━━━━━ DATASET CONTENT ━━━━━

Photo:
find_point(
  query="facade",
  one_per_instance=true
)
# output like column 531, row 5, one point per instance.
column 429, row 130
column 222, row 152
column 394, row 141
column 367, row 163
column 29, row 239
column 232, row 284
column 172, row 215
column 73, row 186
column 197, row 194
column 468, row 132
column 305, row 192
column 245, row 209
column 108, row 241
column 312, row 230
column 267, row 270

━━━━━

§ **EXERCISE INSTRUCTIONS**:
What is needed is an exact copy of the lines from the one containing "# output like" through the final line of the data, both included, and nothing more.

§ **RESULT OF THIS TASK**:
# output like column 531, row 5, one point per instance.
column 429, row 130
column 222, row 152
column 394, row 141
column 367, row 163
column 29, row 239
column 232, row 284
column 172, row 215
column 73, row 186
column 197, row 194
column 468, row 132
column 305, row 192
column 245, row 209
column 108, row 241
column 312, row 230
column 267, row 270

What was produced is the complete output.